Character in civil case
Evidence of a defendant’s character is inadmissible in a civil case to prove that the defendant acted in conformity with that character trait unless the defendant’s character is an essential element of a claim or defense (peacefulness IS NOT an element of battery or self-defense)
Except, the plaintiff may introduce evidence of the defendant’s prior acts of that sort (crimes in which character is an essential element)
* when claiming self-defense where there is a dispute as to who was the initial aggressor
* cases involving defamation,
* child custody
* negligent hiring or entrustment,
* misrepresentation,
* child molestation or
* sexual assault
character in criminal case
basic rule: The prosecution is not allowed to introduce the bad character of the defendant.
defendant’s good character
After Plaintiff rests, Defendant is permitted to introduce a pertinent good trait of character. (Must be either honesty/truthfulness oR peacefulness, depending on what they are being charged with)
Opens the door—prosecutor is free to rebut the defendant’s claims by attacking the defendant’s character
* Prosecutor can cross-examine the defendant’s character witnesses with questions about specific bad acts from the past.
Defendant is limited to witnesses who will testify about opinion or reputation
* Defendant not permitted to bring bad act
* On cross-examination, prosecutor can inquire about
specific acts
*victims character* A defendant may bring evidence about the victims character. * May introduce evidence of a pertinent trait of the victim * Opens the door—the prosecution can introduce evidence that the victim is not violent using reputation or opinion, but not specific acts. * The prosecution can then introduce evidence that the Defendant has the same trait that he or she accused the victim of having.
character: prior acts
In some circumstances, evidence of a defendant’s past crimes or bad acts can be introduced
“mimic” evidence—not used propensity; used for some
other purpose:
look for answer that specifies reason evidence will be admissible= “admissible for purpose of showing motive/identity/intent/common plan”
- motive
- intent
- identity/modus operandi
- common plan or scheme
sometimes MO seems a little like prior bad acts, defense may try to exclude if its risk substantially outweighs its use. but if its admitted, then you can ASK for a limiting instruction
character: habit evidence
Allowed to prove action in conformity with the habit
Something that is routine, regular, or automatic
Can also be the habit of an organization
* if showing organization’s routine practice, its to show the ORGANIZATION acted in accordance, not an employee, even if employee made a mistake (facts would say woman sued the company)
look for answer that specifies reason evidence will be admissible= “admissible for purpose of showing habit”
presentation of evidence
Presentation of Evidence
court decide questions of admissibility.
* Includes preliminary fact questions that go to admissibility
* The court is not bound by the FRE in deciding preliminary questions of fact.
Party can preserve an error for appeal by:
* objection to evidence the party thinks should not have been admitted; or
* making an offer of proof with regard to evidence the party thinks should have been admitted
Evidence is often admissible for one purpose, but not another; the court will give a limiting instruction upon a party’s request (FRE 105).
Judicial notice—if question is not subject to reasonable dispute, the court will not require evidence
* Court will instruct the jury to find that fact; or
* In a criminal case, instruct the jury that it may find that fact
Leading questions are generally prohibited on direct examination, except when it is necessary to develop testimony, such as:
* Preliminary information;
* Witnesses that need help testifying (child, physical or mental problem);
* adverse party or associated with adverse party and
* hostile witnesses
Cross-examination is supposed to be within the scope of direct examination; can and should use leading questions
* judge has discretion to limit leading questions when the witness is friendly to the examining party (like defendant’s attorney asking the defendant leading questions)

# # # #

### REQUIRED TASK A
In the records, substitute "hatchling" for "baby chick" and reproduce the lines starting at the one containing "segment the baby chick" and ending at the one containing "46L123 47L110 47L110", leaving everything else unchanged.

### DATA FOR PROCESSING

# # # #

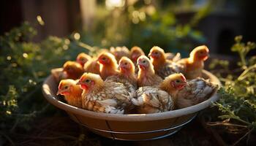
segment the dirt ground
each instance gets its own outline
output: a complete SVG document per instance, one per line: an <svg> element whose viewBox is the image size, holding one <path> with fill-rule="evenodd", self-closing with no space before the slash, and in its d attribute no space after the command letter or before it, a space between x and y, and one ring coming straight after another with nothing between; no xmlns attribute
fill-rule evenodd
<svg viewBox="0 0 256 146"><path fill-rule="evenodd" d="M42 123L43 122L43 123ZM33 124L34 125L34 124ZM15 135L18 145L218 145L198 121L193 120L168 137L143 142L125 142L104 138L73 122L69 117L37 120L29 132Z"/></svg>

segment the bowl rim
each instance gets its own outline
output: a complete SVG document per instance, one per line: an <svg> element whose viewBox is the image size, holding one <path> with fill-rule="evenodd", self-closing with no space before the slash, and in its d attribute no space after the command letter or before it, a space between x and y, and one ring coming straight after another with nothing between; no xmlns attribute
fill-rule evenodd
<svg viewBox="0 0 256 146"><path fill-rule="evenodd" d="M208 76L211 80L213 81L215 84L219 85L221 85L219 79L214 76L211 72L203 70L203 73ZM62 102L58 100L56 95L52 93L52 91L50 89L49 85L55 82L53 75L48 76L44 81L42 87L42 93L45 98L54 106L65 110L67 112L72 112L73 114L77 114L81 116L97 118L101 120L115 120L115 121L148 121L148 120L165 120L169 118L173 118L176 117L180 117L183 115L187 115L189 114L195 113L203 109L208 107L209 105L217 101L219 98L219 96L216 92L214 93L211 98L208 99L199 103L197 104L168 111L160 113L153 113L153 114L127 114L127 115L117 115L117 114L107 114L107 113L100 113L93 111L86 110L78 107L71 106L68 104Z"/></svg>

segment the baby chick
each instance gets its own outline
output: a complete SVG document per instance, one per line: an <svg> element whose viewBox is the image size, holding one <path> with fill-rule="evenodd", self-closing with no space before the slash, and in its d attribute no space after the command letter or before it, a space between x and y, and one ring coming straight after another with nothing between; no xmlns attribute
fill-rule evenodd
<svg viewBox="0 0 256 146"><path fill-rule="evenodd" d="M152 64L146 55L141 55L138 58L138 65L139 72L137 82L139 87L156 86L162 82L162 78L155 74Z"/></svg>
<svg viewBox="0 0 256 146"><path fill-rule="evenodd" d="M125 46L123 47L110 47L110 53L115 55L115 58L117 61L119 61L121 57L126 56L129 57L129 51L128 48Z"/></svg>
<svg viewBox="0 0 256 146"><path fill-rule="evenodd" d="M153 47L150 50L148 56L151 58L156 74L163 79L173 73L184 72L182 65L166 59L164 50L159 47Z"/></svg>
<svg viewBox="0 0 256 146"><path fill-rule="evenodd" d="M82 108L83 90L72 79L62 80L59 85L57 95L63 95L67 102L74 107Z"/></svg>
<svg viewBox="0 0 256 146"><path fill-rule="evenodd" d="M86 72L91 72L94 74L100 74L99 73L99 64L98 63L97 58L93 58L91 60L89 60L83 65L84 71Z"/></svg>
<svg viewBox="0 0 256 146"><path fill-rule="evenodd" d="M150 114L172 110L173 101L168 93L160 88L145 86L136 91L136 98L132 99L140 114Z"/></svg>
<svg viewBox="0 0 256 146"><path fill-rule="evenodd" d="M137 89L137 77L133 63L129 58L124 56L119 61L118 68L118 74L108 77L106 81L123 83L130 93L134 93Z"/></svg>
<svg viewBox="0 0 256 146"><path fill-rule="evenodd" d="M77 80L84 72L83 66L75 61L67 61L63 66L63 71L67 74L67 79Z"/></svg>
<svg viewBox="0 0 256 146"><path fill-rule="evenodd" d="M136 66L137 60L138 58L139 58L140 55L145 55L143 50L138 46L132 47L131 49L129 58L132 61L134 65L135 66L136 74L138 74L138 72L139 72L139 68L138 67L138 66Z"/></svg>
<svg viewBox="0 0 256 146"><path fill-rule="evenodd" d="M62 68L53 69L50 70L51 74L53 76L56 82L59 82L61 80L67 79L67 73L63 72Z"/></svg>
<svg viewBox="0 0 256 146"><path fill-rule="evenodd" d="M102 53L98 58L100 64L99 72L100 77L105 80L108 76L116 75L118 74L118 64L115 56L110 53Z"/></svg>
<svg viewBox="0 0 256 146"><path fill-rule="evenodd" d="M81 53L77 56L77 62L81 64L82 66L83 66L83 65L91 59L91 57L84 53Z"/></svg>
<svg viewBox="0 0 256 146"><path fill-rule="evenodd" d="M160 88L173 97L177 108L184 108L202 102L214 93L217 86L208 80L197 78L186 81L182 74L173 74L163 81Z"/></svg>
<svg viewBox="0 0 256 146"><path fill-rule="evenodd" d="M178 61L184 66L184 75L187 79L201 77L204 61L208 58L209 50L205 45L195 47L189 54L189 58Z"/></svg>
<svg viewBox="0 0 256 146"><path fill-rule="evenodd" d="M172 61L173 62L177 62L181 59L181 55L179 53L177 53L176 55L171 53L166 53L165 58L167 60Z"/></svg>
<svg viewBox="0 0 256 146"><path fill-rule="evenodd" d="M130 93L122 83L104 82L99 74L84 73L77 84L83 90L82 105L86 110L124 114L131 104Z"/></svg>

# # # #

### REQUIRED TASK B
According to the notes on evidence, what will the court give upon a party's request when evidence is admissible for one purpose but not another?

### WORKED ANSWER A
segment the hatchling
each instance gets its own outline
output: a complete SVG document per instance, one per line: an <svg> element whose viewBox is the image size, holding one <path> with fill-rule="evenodd", self-closing with no space before the slash, and in its d attribute no space after the command letter or before it, a space between x and y, and one ring coming straight after another with nothing between; no xmlns attribute
fill-rule evenodd
<svg viewBox="0 0 256 146"><path fill-rule="evenodd" d="M152 64L146 55L141 55L138 58L138 65L139 72L137 82L139 87L156 86L162 82L162 78L155 74Z"/></svg>
<svg viewBox="0 0 256 146"><path fill-rule="evenodd" d="M125 46L123 47L110 47L110 53L115 55L115 58L117 61L119 61L121 57L126 56L129 57L129 51L128 48Z"/></svg>

### WORKED ANSWER B
A limiting instruction.